───── TESTO CITATO ─────
Diciottesima settimana del Tempo Ordinario

7 Agosto - SANTI SISTO II, PAPA, E COMPAGNI, MARTIRI

Sisto, fu ordinato vescovo della chiesa di Roma nel 257. L'anno successivo, mentre celebrava la
sacra liturgia nel cimitero di Callisto, fu arrestato in omaggio all'editto di Valeriano e ucciso sul
posto insieme a quattro diaconi romani il 6 agosto. Fu sepolto nel medesimo cimitero.


Lettura:

Dalle « Lettere » di san Cipriano, vescovo e martire


Per i soldati di Cristo
non c'è morte, ma la corona della gloria


Mio caro fratello, non ho potuto inviarti subito un mio scritto perché nessuno dei chierici di
questa chiesa poteva muoversi, trovandosi tutti sotto la bufera della persecuzione, che però,
grazie a Dio, li ha trovati interiormente dispostissimi a passare subito al cielo.
Ti comunico ora le notizie in mio possesso.
Sono ritornati i messi che io avevo spedito a Roma perché appurassero e riferissero la decisione
presa dalle autorità a mio riguardo, di qualsiasi genere essa potesse essere, e metter fine, così,
a tutte le illazioni e ipotesi incontrollate che circolavano. Ed ecco ora qual è la verità
debitamente accertata.
L'imperatore Valeriano ha spedito al senato il suo rescritto col quale ha deciso che vescovi,
sacerdoti e diaconi siano subito messi a morte. I senatori, i notabili e quelli che hanno il titolo di
cavalieri romani siano privati di ogni dignità ed anche dei beni. Se poi, anche in seguito alla
confisca, dovessero irrigidirsi nella professione cristiana, devono essere condannati alla pena
capitale. Le matrone cristiane subiscano la confisca di tutti i beni e poi siano mandate in esilio. A
tutti i funzionari imperiali, che hanno già confessato la fede cristiana o dovessero confessarla al
presente, siano parimenti confiscati tutti i beni. Siano poi arrestati e immatricolati fra gli addetti
ai possedimenti imperiali.
─────
**OBIETTIVO:**
Ripeti per intero il testo qui sopra su san Sisto II e compagni, senza cambiare nulla.
───── RECORD FORNITI ─────
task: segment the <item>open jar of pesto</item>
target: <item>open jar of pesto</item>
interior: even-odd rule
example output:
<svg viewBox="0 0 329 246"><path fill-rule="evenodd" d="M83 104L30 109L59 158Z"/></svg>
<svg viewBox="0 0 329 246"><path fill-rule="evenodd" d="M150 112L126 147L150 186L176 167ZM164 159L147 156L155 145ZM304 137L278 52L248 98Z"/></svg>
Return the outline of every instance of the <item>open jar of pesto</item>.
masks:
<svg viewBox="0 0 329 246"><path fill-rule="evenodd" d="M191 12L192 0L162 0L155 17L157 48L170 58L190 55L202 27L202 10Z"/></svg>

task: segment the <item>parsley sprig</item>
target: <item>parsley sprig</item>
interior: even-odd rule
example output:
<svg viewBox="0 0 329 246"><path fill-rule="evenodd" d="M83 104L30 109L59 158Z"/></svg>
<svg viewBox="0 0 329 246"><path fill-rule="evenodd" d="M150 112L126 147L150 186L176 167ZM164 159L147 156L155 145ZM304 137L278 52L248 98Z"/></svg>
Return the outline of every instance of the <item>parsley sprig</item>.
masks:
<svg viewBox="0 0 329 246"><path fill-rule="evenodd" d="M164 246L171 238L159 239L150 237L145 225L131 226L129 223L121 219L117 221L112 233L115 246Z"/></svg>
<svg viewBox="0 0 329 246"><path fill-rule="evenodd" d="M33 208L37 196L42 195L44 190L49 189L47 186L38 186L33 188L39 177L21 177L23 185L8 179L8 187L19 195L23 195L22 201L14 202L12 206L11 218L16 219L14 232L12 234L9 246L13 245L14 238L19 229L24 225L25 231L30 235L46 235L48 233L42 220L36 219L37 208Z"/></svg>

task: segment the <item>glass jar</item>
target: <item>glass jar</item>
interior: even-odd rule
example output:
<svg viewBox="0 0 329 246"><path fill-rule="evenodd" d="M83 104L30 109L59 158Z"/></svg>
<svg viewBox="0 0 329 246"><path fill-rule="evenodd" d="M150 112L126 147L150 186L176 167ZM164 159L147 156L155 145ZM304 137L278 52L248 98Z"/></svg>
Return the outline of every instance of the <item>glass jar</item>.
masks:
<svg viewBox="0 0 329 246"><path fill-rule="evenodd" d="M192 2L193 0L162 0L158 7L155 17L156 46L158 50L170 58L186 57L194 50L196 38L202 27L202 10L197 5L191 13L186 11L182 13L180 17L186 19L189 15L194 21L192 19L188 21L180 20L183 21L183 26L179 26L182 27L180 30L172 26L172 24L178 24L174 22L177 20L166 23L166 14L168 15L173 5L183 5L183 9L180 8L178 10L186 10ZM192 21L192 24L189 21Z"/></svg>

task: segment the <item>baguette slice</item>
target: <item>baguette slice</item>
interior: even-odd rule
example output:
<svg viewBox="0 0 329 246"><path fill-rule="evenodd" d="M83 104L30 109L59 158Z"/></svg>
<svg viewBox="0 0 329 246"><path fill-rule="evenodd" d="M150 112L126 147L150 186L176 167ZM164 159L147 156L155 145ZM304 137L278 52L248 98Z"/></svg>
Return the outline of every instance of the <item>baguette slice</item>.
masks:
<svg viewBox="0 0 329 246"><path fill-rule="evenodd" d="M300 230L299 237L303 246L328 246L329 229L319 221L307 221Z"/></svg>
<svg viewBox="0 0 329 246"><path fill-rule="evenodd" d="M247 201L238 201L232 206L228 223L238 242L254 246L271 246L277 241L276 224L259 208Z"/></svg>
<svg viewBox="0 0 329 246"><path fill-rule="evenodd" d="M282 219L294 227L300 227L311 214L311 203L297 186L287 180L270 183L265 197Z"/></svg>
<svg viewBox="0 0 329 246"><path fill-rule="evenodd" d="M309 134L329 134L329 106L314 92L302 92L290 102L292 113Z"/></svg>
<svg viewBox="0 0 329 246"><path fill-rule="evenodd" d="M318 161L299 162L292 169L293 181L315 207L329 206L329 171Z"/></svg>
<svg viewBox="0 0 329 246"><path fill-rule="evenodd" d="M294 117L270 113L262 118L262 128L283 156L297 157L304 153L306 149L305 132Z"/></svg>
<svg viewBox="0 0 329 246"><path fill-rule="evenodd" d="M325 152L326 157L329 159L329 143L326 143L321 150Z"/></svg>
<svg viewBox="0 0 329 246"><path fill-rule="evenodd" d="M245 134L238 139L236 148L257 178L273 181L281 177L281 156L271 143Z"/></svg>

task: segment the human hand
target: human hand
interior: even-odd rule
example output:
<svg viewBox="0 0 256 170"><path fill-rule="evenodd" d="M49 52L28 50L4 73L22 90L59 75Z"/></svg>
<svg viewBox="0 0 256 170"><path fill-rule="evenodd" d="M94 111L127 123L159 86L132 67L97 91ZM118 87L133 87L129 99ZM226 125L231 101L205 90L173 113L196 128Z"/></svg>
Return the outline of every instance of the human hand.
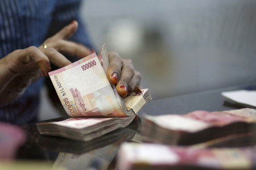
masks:
<svg viewBox="0 0 256 170"><path fill-rule="evenodd" d="M79 57L90 53L86 46L67 40L77 27L77 22L72 22L38 48L30 46L16 50L0 60L0 95L2 96L0 104L14 101L31 83L43 75L48 75L50 62L59 67L70 64L61 53Z"/></svg>
<svg viewBox="0 0 256 170"><path fill-rule="evenodd" d="M123 60L115 52L109 52L108 57L108 79L116 85L118 94L125 97L139 86L141 74L134 69L131 60Z"/></svg>

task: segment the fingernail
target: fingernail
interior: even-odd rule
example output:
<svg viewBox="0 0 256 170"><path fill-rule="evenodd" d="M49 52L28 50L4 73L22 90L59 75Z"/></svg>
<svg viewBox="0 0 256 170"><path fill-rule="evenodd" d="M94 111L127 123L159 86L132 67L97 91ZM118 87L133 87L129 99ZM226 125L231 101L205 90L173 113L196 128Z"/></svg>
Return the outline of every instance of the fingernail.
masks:
<svg viewBox="0 0 256 170"><path fill-rule="evenodd" d="M125 85L121 85L119 87L120 87L121 89L123 90L123 92L125 92L125 95L124 96L126 96L127 94L127 87Z"/></svg>
<svg viewBox="0 0 256 170"><path fill-rule="evenodd" d="M72 20L72 21L70 23L69 25L72 25L72 24L73 24L73 23L75 23L75 22L76 22L76 20Z"/></svg>
<svg viewBox="0 0 256 170"><path fill-rule="evenodd" d="M92 49L90 49L90 54L95 53L95 50Z"/></svg>
<svg viewBox="0 0 256 170"><path fill-rule="evenodd" d="M118 75L117 74L117 73L112 73L112 74L111 75L111 77L112 78L112 80L114 80L114 84L117 84L117 81L118 80Z"/></svg>

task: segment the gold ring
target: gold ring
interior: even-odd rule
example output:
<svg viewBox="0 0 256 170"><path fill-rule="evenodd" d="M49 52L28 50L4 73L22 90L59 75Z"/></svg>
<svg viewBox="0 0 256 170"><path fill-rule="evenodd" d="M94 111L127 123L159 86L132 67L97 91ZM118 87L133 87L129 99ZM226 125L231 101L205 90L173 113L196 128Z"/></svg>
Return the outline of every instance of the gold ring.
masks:
<svg viewBox="0 0 256 170"><path fill-rule="evenodd" d="M47 48L47 45L46 45L46 44L44 43L44 44L43 44L43 48L44 49Z"/></svg>

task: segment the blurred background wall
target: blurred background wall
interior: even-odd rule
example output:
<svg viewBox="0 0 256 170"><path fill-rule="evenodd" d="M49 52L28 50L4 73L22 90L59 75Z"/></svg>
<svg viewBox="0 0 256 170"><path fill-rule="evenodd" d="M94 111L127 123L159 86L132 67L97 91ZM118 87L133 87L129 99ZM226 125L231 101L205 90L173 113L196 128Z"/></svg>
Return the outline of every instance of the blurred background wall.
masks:
<svg viewBox="0 0 256 170"><path fill-rule="evenodd" d="M87 0L80 12L96 49L132 59L154 100L256 83L256 1ZM65 114L46 91L39 120Z"/></svg>
<svg viewBox="0 0 256 170"><path fill-rule="evenodd" d="M256 1L87 0L81 14L154 99L256 82Z"/></svg>

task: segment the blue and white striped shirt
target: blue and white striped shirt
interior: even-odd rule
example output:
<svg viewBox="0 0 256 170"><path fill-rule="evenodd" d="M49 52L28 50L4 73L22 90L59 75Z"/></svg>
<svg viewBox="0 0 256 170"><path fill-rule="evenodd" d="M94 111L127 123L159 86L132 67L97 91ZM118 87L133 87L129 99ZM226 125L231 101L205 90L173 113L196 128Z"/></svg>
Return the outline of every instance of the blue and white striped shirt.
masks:
<svg viewBox="0 0 256 170"><path fill-rule="evenodd" d="M80 0L1 0L0 58L17 49L40 46L73 20L79 27L70 40L92 48L79 16L80 4ZM0 121L21 124L36 120L43 82L42 78L15 101L0 105Z"/></svg>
─────
**RISPOSTA QUI SOTTO:**
Diciottesima settimana del Tempo Ordinario

7 Agosto - SANTI SISTO II, PAPA, E COMPAGNI, MARTIRI

Sisto, fu ordinato vescovo della chiesa di Roma nel 257. L'anno successivo, mentre celebrava la
sacra liturgia nel cimitero di Callisto, fu arrestato in omaggio all'editto di Valeriano e ucciso sul
posto insieme a quattro diaconi romani il 6 agosto. Fu sepolto nel medesimo cimitero.


Lettura:

Dalle « Lettere » di san Cipriano, vescovo e martire


Per i soldati di Cristo
non c'è morte, ma la corona della gloria


Mio caro fratello, non ho potuto inviarti subito un mio scritto perché nessuno dei chierici di
questa chiesa poteva muoversi, trovandosi tutti sotto la bufera della persecuzione, che però,
grazie a Dio, li ha trovati interiormente dispostissimi a passare subito al cielo.
Ti comunico ora le notizie in mio possesso.
Sono ritornati i messi che io avevo spedito a Roma perché appurassero e riferissero la decisione
presa dalle autorità a mio riguardo, di qualsiasi genere essa potesse essere, e metter fine, così,
a tutte le illazioni e ipotesi incontrollate che circolavano. Ed ecco ora qual è la verità
debitamente accertata.
L'imperatore Valeriano ha spedito al senato il suo rescritto col quale ha deciso che vescovi,
sacerdoti e diaconi siano subito messi a morte. I senatori, i notabili e quelli che hanno il titolo di
cavalieri romani siano privati di ogni dignità ed anche dei beni. Se poi, anche in seguito alla
confisca, dovessero irrigidirsi nella professione cristiana, devono essere condannati alla pena
capitale. Le matrone cristiane subiscano la confisca di tutti i beni e poi siano mandate in esilio. A
tutti i funzionari imperiali, che hanno già confessato la fede cristiana o dovessero confessarla al
presente, siano parimenti confiscati tutti i beni. Siano poi arrestati e immatricolati fra gli addetti
ai possedimenti imperiali.